Document excerpt Block Start

There's a simple test, based on measuring the frequency of double transformants when cells are given DNA containing two unlinked selectable markers. This test always indicates that some of the cells are taking up multiple fragments of DNA and the others aren't taking up any DNA at all. The differences in competence of cells grown under different conditions, or carrying different mutations, appear to result from differences in the proportion of cells that are competent, not from differences in how much DNA the competent cells take up.
This is an odd result, and I've always been puzzled by it. I've also always mistrusted it because it's quite indirect, though I haven't been able to see how it could be wrong. The post-doc and I spent the day working on our Genome BC proposal, and towards the end we were both grappling with the problem of how to maximize the fraction of the cells we sequence that would be competent. This was difficult because we don't really know what to expect. But then I realized that we could use deep sequencing to settle the question once and for all.
Our plans are ambitious, but we're limiting the sequencing budget to an amount equivalent to the value of the fellowship the post-doc hopes to get from NIH (he'll hear soon) because this is our proposed 'matching funds'. But now, in addition to planning to do one lane of sequencing (= about 300-fold coverage) of two colonies that grew from cells we know were competent because they acquired a selectable marker from the donor DNA, we're going to sequence three random (unselected) colonies. If some cells are fully competent and the rest not competent at all, we predict that at least one of these three will have not acquired any donor DNA at all, and those that do have donor sequences will have replaced about 2% of their genomes. If the cells are all at least a bit competent, then the three unselected colonies will all have some donor DNA, but perhaps quite different amounts.
The library construction and sequencing will cost about $2000 per lane, and the 300X coverage is major overkill, but I think it's worth $6000 to put this question to rest, or to at least get enough preliminary information that we can ask NIH for more.

Document excerpt Block End
Extracted material Block Start

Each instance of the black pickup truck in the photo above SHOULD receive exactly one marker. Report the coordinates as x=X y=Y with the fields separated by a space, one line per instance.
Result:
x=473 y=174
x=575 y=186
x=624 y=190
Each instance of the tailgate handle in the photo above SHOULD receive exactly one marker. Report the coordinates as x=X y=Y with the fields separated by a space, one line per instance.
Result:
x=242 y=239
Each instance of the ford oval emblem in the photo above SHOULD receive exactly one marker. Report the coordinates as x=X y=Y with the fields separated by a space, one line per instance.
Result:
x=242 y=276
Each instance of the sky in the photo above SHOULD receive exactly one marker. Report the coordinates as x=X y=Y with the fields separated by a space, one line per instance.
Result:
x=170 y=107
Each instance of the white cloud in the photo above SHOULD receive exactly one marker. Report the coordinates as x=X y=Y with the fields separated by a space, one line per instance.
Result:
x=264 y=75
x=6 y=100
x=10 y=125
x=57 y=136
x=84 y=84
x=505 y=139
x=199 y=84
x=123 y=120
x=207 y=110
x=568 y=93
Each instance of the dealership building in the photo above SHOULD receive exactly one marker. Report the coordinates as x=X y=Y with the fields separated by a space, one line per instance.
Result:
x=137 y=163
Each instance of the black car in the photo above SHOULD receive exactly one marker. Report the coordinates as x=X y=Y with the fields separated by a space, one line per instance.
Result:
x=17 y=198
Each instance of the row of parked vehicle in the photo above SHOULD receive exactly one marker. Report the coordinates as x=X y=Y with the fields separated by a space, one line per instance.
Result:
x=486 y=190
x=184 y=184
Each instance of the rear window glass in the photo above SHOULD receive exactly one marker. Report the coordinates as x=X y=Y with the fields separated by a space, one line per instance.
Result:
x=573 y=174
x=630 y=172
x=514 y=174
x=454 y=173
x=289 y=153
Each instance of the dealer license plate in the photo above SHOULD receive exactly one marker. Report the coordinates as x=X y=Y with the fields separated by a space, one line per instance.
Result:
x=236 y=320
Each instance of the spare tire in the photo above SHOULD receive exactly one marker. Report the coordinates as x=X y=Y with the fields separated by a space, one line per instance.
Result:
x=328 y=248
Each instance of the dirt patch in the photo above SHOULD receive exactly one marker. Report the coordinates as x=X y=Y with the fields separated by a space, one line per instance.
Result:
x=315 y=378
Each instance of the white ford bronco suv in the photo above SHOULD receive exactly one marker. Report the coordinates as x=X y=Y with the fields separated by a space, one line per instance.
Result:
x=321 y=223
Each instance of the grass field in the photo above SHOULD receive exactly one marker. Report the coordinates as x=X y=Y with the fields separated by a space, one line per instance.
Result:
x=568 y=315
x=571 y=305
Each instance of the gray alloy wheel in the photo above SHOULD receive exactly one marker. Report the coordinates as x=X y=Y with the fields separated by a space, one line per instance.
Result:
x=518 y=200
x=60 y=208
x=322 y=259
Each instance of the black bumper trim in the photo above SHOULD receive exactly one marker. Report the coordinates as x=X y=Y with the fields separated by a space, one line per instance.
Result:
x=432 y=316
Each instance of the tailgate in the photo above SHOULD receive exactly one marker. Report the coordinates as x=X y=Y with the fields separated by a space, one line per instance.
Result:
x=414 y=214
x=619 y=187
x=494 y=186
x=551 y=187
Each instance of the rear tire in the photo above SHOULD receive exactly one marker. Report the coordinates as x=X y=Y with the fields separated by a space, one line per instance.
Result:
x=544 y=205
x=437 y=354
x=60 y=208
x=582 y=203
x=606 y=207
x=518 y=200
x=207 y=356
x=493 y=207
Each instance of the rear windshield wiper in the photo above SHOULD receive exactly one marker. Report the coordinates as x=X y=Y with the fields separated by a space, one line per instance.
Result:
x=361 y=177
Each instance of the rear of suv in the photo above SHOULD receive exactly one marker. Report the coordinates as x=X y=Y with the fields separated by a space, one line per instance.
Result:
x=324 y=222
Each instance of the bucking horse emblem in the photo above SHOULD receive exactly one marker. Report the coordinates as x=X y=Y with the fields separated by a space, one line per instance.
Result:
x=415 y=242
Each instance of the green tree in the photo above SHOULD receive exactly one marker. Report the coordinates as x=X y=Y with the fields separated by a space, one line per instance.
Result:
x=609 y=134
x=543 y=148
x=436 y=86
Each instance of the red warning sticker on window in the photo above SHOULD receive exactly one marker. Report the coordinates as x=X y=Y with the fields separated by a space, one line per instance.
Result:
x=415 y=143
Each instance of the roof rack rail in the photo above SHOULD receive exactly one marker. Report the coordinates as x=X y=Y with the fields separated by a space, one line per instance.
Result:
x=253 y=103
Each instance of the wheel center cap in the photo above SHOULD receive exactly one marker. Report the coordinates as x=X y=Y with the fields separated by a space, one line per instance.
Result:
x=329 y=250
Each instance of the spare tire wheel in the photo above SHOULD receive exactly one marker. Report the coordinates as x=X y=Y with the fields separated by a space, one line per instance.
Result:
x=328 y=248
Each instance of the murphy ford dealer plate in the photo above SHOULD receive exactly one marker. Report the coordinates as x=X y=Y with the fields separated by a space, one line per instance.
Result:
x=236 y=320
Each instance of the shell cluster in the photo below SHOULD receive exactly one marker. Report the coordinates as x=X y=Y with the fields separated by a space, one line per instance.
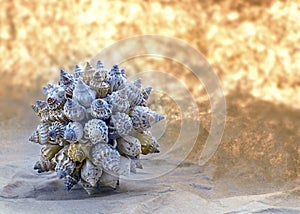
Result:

Extracted material Block End

Your objective -
Can you output the stretch of the post on cell competence above from "There's a simple" through "cells take up.", copied word for word?

Problem solution -
There's a simple test, based on measuring the frequency of double transformants when cells are given DNA containing two unlinked selectable markers. This test always indicates that some of the cells are taking up multiple fragments of DNA and the others aren't taking up any DNA at all. The differences in competence of cells grown under different conditions, or carrying different mutations, appear to result from differences in the proportion of cells that are competent, not from differences in how much DNA the competent cells take up.